> TASK ITEM:
Word for word, retype every line of the data.
--
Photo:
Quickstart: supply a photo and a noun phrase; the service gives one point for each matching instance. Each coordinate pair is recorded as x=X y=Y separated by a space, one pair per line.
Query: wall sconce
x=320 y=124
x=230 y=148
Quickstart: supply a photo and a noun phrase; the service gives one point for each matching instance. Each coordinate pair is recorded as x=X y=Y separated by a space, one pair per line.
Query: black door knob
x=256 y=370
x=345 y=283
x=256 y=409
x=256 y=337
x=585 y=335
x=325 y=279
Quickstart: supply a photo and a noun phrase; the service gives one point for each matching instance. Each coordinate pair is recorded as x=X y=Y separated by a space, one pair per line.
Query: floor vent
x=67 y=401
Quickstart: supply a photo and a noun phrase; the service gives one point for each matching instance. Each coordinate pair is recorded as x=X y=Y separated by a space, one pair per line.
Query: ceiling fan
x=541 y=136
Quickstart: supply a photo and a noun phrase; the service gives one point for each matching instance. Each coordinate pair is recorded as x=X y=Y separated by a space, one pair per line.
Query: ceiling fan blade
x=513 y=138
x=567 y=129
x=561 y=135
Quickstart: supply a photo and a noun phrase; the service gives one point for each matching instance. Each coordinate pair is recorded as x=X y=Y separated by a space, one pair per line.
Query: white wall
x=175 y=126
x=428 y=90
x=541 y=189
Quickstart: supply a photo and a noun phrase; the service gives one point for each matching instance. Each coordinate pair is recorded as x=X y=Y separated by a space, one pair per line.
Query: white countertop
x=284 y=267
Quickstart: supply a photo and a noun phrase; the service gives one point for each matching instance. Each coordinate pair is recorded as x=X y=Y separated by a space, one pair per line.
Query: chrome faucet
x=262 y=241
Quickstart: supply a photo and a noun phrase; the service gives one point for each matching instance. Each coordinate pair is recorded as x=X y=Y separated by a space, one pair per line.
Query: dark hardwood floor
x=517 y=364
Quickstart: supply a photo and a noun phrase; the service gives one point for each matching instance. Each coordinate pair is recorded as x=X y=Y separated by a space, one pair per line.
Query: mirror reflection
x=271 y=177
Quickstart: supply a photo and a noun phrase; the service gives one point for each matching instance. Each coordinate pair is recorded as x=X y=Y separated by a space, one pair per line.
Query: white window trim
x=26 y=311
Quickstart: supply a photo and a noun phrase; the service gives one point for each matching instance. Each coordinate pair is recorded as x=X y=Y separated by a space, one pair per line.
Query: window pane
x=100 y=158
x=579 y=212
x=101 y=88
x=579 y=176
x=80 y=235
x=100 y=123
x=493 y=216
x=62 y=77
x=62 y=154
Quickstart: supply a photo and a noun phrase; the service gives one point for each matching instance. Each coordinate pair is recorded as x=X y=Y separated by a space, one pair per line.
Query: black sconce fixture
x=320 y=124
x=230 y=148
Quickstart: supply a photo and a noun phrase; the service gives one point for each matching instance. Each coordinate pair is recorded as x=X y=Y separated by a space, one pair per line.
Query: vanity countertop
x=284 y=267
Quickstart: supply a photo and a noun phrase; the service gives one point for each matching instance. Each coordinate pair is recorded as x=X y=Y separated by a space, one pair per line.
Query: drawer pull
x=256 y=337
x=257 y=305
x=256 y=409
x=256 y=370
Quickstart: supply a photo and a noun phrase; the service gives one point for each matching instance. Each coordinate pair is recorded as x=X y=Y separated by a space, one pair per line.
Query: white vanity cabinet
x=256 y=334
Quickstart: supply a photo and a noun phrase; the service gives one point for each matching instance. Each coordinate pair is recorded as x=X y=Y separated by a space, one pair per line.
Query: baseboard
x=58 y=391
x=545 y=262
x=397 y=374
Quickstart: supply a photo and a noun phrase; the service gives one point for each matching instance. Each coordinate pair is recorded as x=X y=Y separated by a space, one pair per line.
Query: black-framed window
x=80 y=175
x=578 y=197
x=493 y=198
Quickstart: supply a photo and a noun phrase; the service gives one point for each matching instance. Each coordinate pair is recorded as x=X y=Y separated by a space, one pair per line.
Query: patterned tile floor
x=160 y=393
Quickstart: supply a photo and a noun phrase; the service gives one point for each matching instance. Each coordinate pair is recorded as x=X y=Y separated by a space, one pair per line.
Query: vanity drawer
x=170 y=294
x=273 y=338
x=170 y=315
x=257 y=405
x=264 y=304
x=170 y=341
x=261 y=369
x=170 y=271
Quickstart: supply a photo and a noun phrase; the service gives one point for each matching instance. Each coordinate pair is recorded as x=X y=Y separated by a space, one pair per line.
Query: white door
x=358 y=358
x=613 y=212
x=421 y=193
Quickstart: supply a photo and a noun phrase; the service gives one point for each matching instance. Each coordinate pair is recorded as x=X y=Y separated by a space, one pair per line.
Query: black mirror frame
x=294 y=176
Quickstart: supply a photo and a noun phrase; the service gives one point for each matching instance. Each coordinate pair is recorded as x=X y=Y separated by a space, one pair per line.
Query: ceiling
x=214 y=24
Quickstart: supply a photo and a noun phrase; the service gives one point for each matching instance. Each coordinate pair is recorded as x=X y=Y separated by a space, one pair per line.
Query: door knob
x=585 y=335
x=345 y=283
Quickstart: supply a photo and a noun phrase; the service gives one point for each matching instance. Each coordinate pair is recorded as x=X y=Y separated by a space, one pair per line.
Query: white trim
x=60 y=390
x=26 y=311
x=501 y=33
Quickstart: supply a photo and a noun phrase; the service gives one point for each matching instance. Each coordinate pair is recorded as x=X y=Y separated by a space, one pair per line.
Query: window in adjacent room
--
> ANSWER FOR THIS EXERCISE:
Photo:
Quickstart: supply a photo and a noun phrase; the service gives one point for each matching instance. Each coordinate pair is recorded as x=X y=Y separated by a space, one pair per line.
Query: wall sconce
x=320 y=124
x=230 y=148
Quickstart: supply a photo and a noun phrase; the service gives one point for each matching instance. Each coordinate pair is recorded as x=X y=Y separated by a space, one pair per line.
Query: black door knob
x=256 y=370
x=345 y=283
x=256 y=409
x=256 y=337
x=585 y=335
x=325 y=279
Quickstart: supply a photo and a noun phrase; the service gives one point for each matching instance. Each coordinate pair is recorded as x=X y=Y separated by a space, one pair per line.
Query: floor vent
x=67 y=401
Quickstart: supply a photo and a noun phrase; the service gives one point for each matching instance. Each coordinate pair is recorded as x=X y=Y separated by a space, one pair per line.
Query: ceiling fan
x=541 y=136
Quickstart: supply a photo and a noun phrase; the service gives one point for each matching instance. Each coordinate pair is recorded as x=X y=Y separated by a space, one pair per line.
Query: ceiling fan blade
x=513 y=138
x=567 y=129
x=561 y=135
Quickstart: supply a photo and a noun phrase; the service gives one point for each matching instance. Each coordinate pair is recorded as x=X y=Y separated by a space, one pair per line.
Query: white wall
x=175 y=126
x=428 y=90
x=541 y=189
Quickstart: supply a photo and a noun phrase; the service gives one point for each matching instance. Each coordinate pair is recorded as x=X y=Y separated by a space, one pair per line.
Query: white countertop
x=284 y=267
Quickstart: supply a photo and a noun phrase; the service gives one point for each matching instance. Each coordinate pair is recorded as x=X y=Y separated by a space, one pair per line.
Query: chrome faucet
x=262 y=241
Quickstart: supply a photo and a noun phrase; the service gives one point for each matching instance. Each coordinate pair is recorded as x=X y=Y separated by a space, one pair per line.
Query: dark hardwood floor
x=517 y=364
Quickstart: supply a photo and a noun phrase; the service gives one point for each matching instance. Each coordinate pair is recorded as x=X y=Y separated by a space, one pair per line.
Query: mirror reflection
x=271 y=177
Quickstart: supply a photo and a noun phrase; the service gives one point for each matching instance. Each coordinate pair is recorded as x=X y=Y separated by a space, one pair per line.
Query: white window trim
x=26 y=311
Quickstart: supply a photo and a noun phrase; the service gives one point for each matching instance. Each coordinate pair is recorded as x=X y=Y separated by a space, one pair per line.
Query: window pane
x=100 y=158
x=579 y=212
x=101 y=88
x=579 y=176
x=80 y=235
x=100 y=123
x=493 y=216
x=62 y=77
x=62 y=154
Quickstart: supply a photo and a noun phrase; the service gives one point for each matching instance. Each coordinate pair is recorded as x=X y=Y separated by a space, one pair per line.
Query: black sconce fixture
x=320 y=124
x=230 y=148
Quickstart: supply a photo and a noun phrase; the service gives one point for each matching instance. Each coordinate pair is recorded as x=X y=Y separated by a space, one pair per line.
Query: vanity countertop
x=284 y=267
Quickstart: supply a photo and a noun phrase; the service gives one point for each matching instance. Each coordinate pair is recorded as x=X y=Y separated by a space, one pair per line.
Query: drawer pull
x=256 y=337
x=257 y=305
x=256 y=409
x=256 y=370
Quickstart: supply a photo and a noun phrase; the service gives one point for each matching instance. Each coordinate pair is recorded as x=X y=Y separated by a space, one pair per line.
Query: white vanity cabinet
x=256 y=334
Quickstart: supply a photo and a noun phrase; the service gives one point for each matching instance. Each coordinate pair is recorded as x=X y=Y separated by a space, one pair per line.
Query: baseboard
x=58 y=391
x=545 y=262
x=397 y=374
Quickstart: supply a photo and a noun phrase; the service gives one point for each matching instance. Each coordinate pair is recorded as x=X y=Y separated by a space, one pair per line.
Query: black-framed window
x=80 y=175
x=578 y=197
x=493 y=198
Quickstart: supply a photo and a noun phrase; the service gives one point for each matching instance. Each coordinate pair is recorded as x=X y=Y separated by a space, one pair per line.
Query: patterned tile floor
x=160 y=393
Quickstart: supply a photo and a noun phrase; the service gives one point for each matching instance. Each coordinate pair is recorded as x=X y=Y separated by a space, one pair per line.
Query: vanity drawer
x=170 y=294
x=273 y=338
x=170 y=315
x=257 y=405
x=264 y=304
x=170 y=341
x=261 y=369
x=170 y=271
Quickstart: supply a photo and a noun phrase; the service gives one point for each matching instance. Each coordinate pair is recorded as x=X y=Y separated by a space, one pair per line.
Query: white door
x=358 y=358
x=613 y=212
x=421 y=193
Quickstart: supply a photo and a noun phrase; the service gives one point for each matching instance. Each coordinate pair is recorded as x=X y=Y separated by a space, one pair per line.
Query: black mirror frame
x=294 y=176
Quickstart: supply a photo and a noun phrase; the service gives one point for each matching instance. Each coordinate pair is recorded as x=X y=Y separated by a space, one pair per line.
Query: ceiling
x=214 y=24
Quickstart: supply a photo and a noun phrase; the service gives one point for each matching instance. Each coordinate pair is recorded as x=X y=Y separated by a space, one pair per line.
Query: door knob
x=585 y=335
x=345 y=283
Quickstart: supply a photo and a noun phrase; the service gives one point for each matching instance. Each coordinate pair is recorded as x=X y=Y separated by a space, one pair per line.
Query: white trim
x=60 y=390
x=26 y=311
x=501 y=33
Quickstart: supply a photo and a noun phrase; the service gives one point for each matching instance. Each coordinate pair is recorded as x=X y=Y separated by a space, one pair per line.
Query: window in adjacent room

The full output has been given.